→ **Stored data**:
——

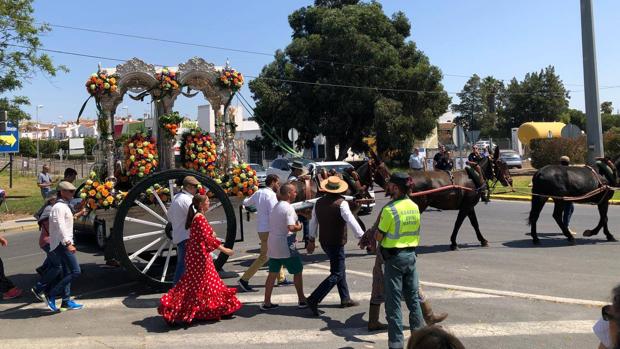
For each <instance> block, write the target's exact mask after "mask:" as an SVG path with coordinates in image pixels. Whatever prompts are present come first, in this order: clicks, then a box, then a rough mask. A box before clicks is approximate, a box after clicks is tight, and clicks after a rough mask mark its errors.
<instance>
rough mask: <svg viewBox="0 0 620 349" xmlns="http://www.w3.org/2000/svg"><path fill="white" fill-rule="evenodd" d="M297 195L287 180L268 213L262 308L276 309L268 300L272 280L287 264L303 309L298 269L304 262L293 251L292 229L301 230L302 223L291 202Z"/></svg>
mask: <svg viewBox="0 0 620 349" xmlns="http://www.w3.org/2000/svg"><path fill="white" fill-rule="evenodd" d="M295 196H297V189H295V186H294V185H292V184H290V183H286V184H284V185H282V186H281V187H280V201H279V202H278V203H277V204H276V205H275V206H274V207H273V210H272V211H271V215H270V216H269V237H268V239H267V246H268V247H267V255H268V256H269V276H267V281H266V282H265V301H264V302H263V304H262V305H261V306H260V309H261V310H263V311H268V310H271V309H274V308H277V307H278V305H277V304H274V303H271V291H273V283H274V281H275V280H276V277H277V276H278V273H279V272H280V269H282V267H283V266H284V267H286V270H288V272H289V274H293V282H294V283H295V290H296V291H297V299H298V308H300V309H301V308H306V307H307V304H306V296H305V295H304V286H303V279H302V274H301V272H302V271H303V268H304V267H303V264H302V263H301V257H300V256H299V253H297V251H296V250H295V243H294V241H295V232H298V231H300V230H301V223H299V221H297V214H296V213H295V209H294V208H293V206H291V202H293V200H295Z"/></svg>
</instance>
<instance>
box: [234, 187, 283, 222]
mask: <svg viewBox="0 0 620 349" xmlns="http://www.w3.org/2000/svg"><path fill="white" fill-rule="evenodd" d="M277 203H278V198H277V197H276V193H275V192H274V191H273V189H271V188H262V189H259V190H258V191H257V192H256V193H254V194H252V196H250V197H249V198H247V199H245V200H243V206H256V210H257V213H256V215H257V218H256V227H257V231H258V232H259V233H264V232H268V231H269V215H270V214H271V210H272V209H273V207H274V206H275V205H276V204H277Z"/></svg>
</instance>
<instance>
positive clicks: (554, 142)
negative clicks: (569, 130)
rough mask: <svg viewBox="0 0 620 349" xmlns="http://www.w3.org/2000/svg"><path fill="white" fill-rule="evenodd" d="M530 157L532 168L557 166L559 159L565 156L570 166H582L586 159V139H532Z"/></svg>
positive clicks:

——

→ **Problem to work on**: Count the lines in the data above that contain the string "positive" and give only that number.

→ **Result of this exercise**: 2